● **Brief 1**
Rewrite the war excerpt from "Does this telegram" to "going to interfere.", putting "dispatch" in place of "telegram".

● **Document excerpt**
..............................

Does this telegram exist?  It is indeed likely.  At any rate the responsibility of the war rests upon those who—­be they diplomatists or journalists—­have deluded Dr. Leyds to that extent.  And the blood which is now shed is on the head of those who still try and persuade the Boers that Russia, Germany, or France is going to interfere.

In Le Siecle of the 3rd September, extracts from the “Blue Book” have been printed.  We also find there letters from the 11th of March, 1898, up to the 8th of May, 1899, written by Mr. J.X.  Merriman, the Cape Treasurer during the Schreiner Ministry.  As he is one of the leaders of the irreconcilable Afrikander group he cannot be suspected of undue sympathy towards England.  In his first letter to Mr. Steyn a year before the Uitlanders had petitioned for a redress, fourteen months before the Bloemfontein Conference, eighteen months before the declaration of war, the following passage is to be found:—­

“Yet one cannot conceal the fact that the greatest danger to the future lies in the attitude of President Krueger and his vain hope of building up a State on a foundation of a narrow unenlightened minority, and his obstinate rejection of all prospect of using the materials which lie ready to his hand to establish a true Republic on a broad liberal basis.  The report of recent discussions in the Volksraad on his finances and their mismanagement fill one with apprehension.  Such a state of affairs cannot last, it must break down from inherent rottenness, and it will be well if the fall does not sweep away the freedom of all of us.

..............................

Rows of box annotation data:
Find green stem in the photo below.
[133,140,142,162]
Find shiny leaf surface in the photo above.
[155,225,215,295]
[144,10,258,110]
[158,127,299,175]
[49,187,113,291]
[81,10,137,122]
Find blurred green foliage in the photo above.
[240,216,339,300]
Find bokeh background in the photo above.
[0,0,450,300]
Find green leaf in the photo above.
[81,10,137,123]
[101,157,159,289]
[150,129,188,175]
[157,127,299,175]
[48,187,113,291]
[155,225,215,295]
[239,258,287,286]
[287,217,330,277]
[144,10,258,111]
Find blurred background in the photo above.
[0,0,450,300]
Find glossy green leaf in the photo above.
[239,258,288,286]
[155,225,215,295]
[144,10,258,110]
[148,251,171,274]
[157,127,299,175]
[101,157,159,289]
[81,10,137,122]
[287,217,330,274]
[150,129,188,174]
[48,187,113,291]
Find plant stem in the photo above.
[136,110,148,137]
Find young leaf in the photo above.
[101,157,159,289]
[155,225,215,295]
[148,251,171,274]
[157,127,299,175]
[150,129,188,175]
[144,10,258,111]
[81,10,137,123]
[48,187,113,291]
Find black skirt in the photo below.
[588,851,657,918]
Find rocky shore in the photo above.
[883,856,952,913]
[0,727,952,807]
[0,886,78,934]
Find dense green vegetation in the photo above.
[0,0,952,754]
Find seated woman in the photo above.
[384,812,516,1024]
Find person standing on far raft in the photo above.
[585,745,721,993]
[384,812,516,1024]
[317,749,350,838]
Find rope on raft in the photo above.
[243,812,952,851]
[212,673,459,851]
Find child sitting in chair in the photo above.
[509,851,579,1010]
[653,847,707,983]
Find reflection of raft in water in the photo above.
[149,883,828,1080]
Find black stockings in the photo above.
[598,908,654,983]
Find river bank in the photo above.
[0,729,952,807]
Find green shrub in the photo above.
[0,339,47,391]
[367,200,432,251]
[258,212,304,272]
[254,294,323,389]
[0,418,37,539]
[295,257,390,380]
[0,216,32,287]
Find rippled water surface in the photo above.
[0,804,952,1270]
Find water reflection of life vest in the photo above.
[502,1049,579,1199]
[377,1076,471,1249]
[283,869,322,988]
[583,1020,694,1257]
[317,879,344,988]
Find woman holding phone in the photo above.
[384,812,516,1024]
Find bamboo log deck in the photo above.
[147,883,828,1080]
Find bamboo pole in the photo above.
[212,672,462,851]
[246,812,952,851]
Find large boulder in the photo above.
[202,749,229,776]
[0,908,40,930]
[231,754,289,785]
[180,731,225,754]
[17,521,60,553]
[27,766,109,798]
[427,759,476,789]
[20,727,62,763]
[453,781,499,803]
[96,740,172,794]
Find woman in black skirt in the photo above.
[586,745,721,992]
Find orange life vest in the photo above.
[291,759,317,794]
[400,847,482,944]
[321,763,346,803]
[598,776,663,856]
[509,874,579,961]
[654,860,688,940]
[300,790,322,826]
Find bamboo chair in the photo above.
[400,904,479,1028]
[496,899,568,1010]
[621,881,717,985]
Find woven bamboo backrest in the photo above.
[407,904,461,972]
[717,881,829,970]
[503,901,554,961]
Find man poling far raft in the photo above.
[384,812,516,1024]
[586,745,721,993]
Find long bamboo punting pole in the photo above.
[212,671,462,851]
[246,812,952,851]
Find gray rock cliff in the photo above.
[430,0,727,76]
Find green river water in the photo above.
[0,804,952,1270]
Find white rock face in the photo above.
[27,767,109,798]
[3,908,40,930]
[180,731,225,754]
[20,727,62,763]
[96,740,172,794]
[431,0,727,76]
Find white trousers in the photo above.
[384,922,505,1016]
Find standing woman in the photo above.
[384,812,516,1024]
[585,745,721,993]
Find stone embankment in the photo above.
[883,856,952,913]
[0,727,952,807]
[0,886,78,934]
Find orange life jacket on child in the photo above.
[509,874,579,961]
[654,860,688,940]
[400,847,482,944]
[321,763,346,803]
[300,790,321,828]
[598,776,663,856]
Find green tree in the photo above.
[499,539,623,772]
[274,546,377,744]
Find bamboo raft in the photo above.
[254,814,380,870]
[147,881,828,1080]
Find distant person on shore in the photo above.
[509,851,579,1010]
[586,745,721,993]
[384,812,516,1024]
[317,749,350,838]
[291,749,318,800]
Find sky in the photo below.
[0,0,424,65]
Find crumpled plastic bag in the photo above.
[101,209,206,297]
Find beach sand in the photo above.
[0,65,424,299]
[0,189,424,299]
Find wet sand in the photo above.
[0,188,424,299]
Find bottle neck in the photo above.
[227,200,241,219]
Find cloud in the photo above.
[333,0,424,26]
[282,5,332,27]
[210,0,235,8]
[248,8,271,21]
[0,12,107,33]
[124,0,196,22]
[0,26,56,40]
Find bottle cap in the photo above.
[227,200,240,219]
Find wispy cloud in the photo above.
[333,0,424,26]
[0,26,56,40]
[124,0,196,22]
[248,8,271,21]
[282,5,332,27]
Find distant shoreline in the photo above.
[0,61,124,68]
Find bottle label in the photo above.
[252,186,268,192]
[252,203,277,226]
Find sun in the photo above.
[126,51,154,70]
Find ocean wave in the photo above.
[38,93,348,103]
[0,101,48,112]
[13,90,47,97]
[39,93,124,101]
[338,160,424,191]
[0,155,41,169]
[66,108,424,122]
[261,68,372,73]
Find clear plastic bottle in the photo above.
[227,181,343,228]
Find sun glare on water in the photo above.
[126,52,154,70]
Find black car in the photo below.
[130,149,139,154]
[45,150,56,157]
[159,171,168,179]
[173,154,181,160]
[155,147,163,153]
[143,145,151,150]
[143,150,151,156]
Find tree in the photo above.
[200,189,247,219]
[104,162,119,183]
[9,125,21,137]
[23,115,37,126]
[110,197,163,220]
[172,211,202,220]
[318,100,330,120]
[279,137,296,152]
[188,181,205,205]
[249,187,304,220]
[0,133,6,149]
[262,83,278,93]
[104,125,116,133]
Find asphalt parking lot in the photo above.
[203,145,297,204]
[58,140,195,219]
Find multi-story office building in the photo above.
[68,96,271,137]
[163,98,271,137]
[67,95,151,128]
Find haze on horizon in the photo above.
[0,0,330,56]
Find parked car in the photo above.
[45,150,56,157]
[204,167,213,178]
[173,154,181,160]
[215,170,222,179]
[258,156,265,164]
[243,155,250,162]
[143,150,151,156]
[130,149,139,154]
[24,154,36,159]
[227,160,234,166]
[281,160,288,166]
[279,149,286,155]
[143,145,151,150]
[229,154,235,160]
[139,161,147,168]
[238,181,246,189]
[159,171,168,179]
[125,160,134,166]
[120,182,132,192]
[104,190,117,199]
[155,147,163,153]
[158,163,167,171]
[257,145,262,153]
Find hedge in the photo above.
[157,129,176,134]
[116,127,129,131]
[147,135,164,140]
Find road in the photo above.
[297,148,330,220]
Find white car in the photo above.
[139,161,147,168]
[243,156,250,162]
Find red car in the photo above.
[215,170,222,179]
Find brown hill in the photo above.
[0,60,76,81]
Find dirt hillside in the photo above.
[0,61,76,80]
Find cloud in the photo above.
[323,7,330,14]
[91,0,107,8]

..............................

● **Brief 2**
Scale the records from the line with "Find orange life vest in the photo above." to the line with "[227,200,240,219]". Reproduce every one of those lines, keeping the text lines as they are and multiplying each box coordinate by 2.4, rounded to a whole number with halves going up. Give only those lines.

● **Problem solution 1**
Does this dispatch exist?  It is indeed likely.  At any rate the responsibility of the war rests upon those who—­be they diplomatists or journalists—­have deluded Dr. Leyds to that extent.  And the blood which is now shed is on the head of those who still try and persuade the Boers that Russia, Germany, or France is going to interfere.

● **Problem solution 2**
Find orange life vest in the photo above.
[698,1822,761,1906]
[960,2033,1157,2266]
[770,1831,830,1927]
[1435,1862,1591,2054]
[1222,2098,1390,2306]
[1570,2064,1651,2256]
[720,1896,773,1982]
Find bamboo chair in the photo above.
[960,2170,1150,2467]
[1190,2158,1363,2424]
[1490,2114,1721,2364]
Find woven bamboo backrest in the photo above.
[977,2170,1106,2333]
[1721,2114,1990,2328]
[1207,2162,1330,2306]
Find man poling far raft in the photo above.
[922,1949,1238,2458]
[1406,1788,1730,2383]
Find long bamboo punting pole in the photo above.
[509,1610,1109,2042]
[590,1949,2285,2042]
Find gray rock cliff in the photo above.
[1032,0,1745,182]
Find green river water in the photo above.
[0,1930,2285,3048]
Find white rock face in the photo above.
[65,1841,262,1915]
[7,2179,96,2232]
[432,1754,540,1810]
[48,1745,149,1831]
[230,1776,413,1906]
[1034,0,1745,182]
Find white trousers in the photo above.
[922,2213,1212,2438]
Find standing woman in the photo above.
[922,1949,1238,2458]
[1404,1788,1730,2383]
Find stone embankment in the photo above.
[2119,2054,2285,2191]
[0,1745,2285,1937]
[0,2126,187,2242]
Find orange life jacket on child in the photo above.
[1222,2098,1390,2306]
[1570,2064,1651,2256]
[960,2033,1157,2266]
[770,1831,830,1927]
[720,1896,770,1987]
[1435,1862,1591,2054]
Find green tree in the photo above.
[1198,1294,1495,1853]
[658,1310,905,1786]
Find bamboo raft in the photo above.
[610,1954,912,2088]
[353,2114,1987,2592]
Find distant person on shore in the photo above.
[1222,2042,1390,2424]
[1406,1788,1730,2383]
[922,1949,1238,2458]
[761,1798,840,2011]
[698,1798,763,1920]
Find sky in the photo below.
[0,0,1018,156]
Find crumpled plastic bag in the photo above.
[242,502,494,713]
Find beach sand in the photo above.
[0,156,1018,718]
[0,454,1018,718]
Find wet sand in the photo above.
[0,451,1018,718]
Find bottle neck in the photo above.
[545,480,578,526]
Find cloud in the photo above.
[799,0,1018,62]
[677,12,797,65]
[504,0,564,19]
[595,19,650,50]
[0,29,257,79]
[298,0,470,53]
[0,62,134,96]
Find bottle cap in the photo above.
[545,480,576,526]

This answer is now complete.